Problem details:
Rewrite every line of the items below, changing "Target" to "Object" wherever it occurs and leaving everything else unchanged. Leave the pictures out.

▶

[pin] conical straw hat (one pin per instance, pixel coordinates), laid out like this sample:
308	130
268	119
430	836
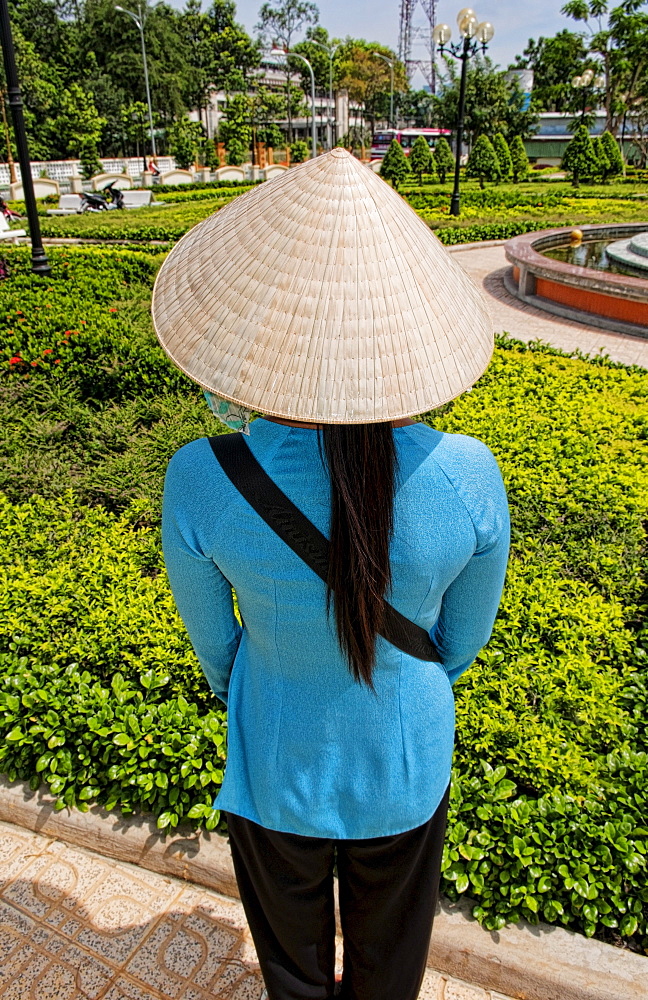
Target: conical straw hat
322	296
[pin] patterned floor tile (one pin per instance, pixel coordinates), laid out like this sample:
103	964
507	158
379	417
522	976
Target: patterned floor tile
77	926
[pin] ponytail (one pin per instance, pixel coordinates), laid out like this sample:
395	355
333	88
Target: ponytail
361	460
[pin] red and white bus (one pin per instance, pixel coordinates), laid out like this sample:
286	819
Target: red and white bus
405	136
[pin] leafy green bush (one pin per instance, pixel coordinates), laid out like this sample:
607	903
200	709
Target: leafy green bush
163	222
495	231
552	825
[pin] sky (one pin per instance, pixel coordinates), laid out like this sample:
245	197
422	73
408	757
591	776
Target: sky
515	21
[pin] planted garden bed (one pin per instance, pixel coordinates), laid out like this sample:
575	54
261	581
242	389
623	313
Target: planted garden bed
102	699
498	212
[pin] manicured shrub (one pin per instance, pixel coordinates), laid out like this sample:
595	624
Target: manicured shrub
421	161
482	162
519	159
613	155
579	158
503	156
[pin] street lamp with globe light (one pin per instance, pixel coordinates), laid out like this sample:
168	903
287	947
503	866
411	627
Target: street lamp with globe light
139	21
475	34
289	52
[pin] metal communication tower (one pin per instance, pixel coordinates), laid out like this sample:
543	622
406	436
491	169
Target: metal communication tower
407	33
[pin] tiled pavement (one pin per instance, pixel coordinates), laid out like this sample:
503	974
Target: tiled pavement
487	266
78	926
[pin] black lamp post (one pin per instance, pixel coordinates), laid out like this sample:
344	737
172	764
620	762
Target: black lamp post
40	264
475	36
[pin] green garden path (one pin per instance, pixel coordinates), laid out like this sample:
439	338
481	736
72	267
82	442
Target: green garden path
75	925
487	265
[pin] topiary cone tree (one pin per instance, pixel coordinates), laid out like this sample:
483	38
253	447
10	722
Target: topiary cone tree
613	154
394	166
503	155
482	162
579	158
602	162
519	159
421	158
443	158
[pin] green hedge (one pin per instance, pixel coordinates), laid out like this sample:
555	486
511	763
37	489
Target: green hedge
494	231
548	807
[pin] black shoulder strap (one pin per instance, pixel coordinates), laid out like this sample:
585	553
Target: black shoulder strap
301	535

◀

Complete output:
[pin] conical straw hat (one pin per instance, pixel coordinates), laid out like this sample:
308	130
268	119
430	836
Object: conical straw hat
322	296
[pin] patterned floor tile (one pin per instance, pixel coordinates), laid out like this sample:
103	964
507	158
379	417
522	976
Object: patterned floor tile
77	926
[pin] ponytail (one pin per instance, pixel coordinates), laid out like this sample:
395	355
333	88
Object: ponytail
361	460
[pin] red and white bus (one pin per instance, pixel coordinates), laid out like this sample:
286	819
Object: red and white bus
405	136
[pin] leafy green bush (one pin per instance, pixel coordinates), laid out like this sample:
607	903
200	709
Object: leafy green bush
163	222
495	231
552	825
[pin] sky (one pin per instance, pixel coordinates), laid out like this sample:
245	197
422	73
408	757
591	776
Object: sky
515	21
[pin] planted garden bed (one pin per instance, pixel coordinates), laid out like this sample:
575	54
261	581
242	389
623	313
Object: planted garden bed
102	699
498	212
[pin] manicured shrub (one pin per instance, pixel coordinates), laid out like this sample:
595	624
Object: manicured shrub
421	161
482	162
519	159
613	155
579	158
503	156
[pin] street lamp with globe light (one pin per instance, pixel coordinates), laid out like this sample:
168	903
287	947
503	866
411	627
Object: street lamp with globe light
139	21
475	34
289	52
[pin] metal communication tower (one pin per instance, pixel coordinates), laid out like this sample:
543	622
406	436
491	169
Object: metal communication tower
407	33
[pin] tiled pavement (one pin per instance, pixel coordinates), laid out like this sample:
503	974
Object: tiled pavement
487	266
78	926
[pin] black lamp post (one pin per instance, pixel coordinates), laid out like this sample:
344	737
172	764
620	762
Object: black lamp post
40	264
475	36
[pin] green garden path (one pin per instance, pixel coordinates), laid out like this sample:
439	338
481	736
72	267
82	442
Object: green garden path
75	925
487	265
[pin] topiary cone tree (one pin per instance, pixel coordinates), laid out like this sample:
483	38
253	447
10	722
Object: topiary cone tree
613	154
394	166
503	155
482	162
579	158
602	162
519	159
421	158
443	158
[pin] green hedge (one pin per instance, pixel coordinates), laid out like this sample:
555	486
511	763
37	489
Object: green hedge
494	231
548	807
[pin] black shoulder strap (one pin per instance, pixel coordinates), laid out like this sample:
585	553
Object: black shoulder strap
301	535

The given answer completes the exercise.